Text under study:
---

What is Blepharitis?
Blepharitis is a common and persistent inflammation of the eyelids. Symptoms include irritation, itching and occasionally, a red eye.
This condition frequently occurs in people who have a tendency towards oily skin, dandruff, or dry eye. Blepharitis can begin in early childhood, producing granulated eyelids and continue throughout life as a chronic condition or develop later in life.
Bacteria reside on the surface of everyone’s skin, but in certain individuals they thrive in the skin at the base of the eyelashes. The resulting irritation, sometimes associated with overactivity of the nearby oil glands, causes dandruff-like scales and particles to from along the eyelashes and eyelid margins.
Sometimes the scaling or bacteria produce only minor irritation and itching, but in some they may cause redness, stinging or burning. Some people may develop an allergy to the scales or to the bacteria which surround them. This can lead to a more serious complication, inflammation of the eye tissues, particularly the cornea (the clear front window of the eye).
How is Blepharitis treated?
Blepharitis is a condition that may not be cured, but it can be controlled with a few simple daily measures:
- At least twice a day, wet a wash cloth with comfortable warm water, wring it out and place over the closed eyelids for a minute. Reheat it if necessary two or three times. This will soften and loosen scales and debris. More importantly, it helps liquefy the oily secretions from the eyelids’ oil glands which help prevent the development of a chalazion, an inflamed lump in an eyelid oil gland.

---

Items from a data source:
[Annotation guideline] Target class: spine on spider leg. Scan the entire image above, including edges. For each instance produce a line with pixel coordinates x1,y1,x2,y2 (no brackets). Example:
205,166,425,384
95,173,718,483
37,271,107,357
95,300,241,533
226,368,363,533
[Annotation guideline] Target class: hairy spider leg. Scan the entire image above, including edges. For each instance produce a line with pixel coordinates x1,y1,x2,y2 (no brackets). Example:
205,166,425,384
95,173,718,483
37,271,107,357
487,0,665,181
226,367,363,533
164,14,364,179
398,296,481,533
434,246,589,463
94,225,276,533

---

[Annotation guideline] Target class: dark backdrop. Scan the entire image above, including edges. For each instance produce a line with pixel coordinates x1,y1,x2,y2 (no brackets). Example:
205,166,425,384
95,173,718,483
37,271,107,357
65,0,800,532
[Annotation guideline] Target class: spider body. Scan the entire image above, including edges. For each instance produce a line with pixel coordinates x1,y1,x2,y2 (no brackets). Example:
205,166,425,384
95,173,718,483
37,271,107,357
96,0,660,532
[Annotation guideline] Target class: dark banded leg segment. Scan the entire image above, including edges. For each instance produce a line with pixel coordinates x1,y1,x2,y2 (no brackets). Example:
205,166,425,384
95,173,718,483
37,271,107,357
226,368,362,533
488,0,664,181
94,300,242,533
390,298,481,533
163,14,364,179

---

Brief 1:
Reproduce, word for word, the part of the blepharitis text from "Bacteria reside on" up to and including "and eyelid margins.".
Brief 2:
List every tendency that the blepharitis text names as common among people in whom the condition frequently occurs.
Brief 3:
Decide whether each statement agrees with the blepharitis text, and quote the words that settle it: (a) Blepharitis can start in early childhood. (b) The daily measures can cure blepharitis. (c) The warm wash cloth should be placed over the eyelids once a week.
Rely only on the text about blepharitis and not on the records.

Task answer 1:
Bacteria reside on the surface of everyone’s skin, but in certain individuals they thrive in the skin at the base of the eyelashes. The resulting irritation, sometimes associated with overactivity of the nearby oil glands, causes dandruff-like scales and particles to from along the eyelashes and eyelid margins.

Task answer 2:
oily skin; dandruff; dry eye

Task answer 3:
(a) Yes: "Blepharitis can begin in early childhood"
(b) No: "Blepharitis is a condition that may not be cured, but it can be controlled with a few simple daily measures"
(c) No: "At least twice a day, wet a wash cloth with comfortable warm water"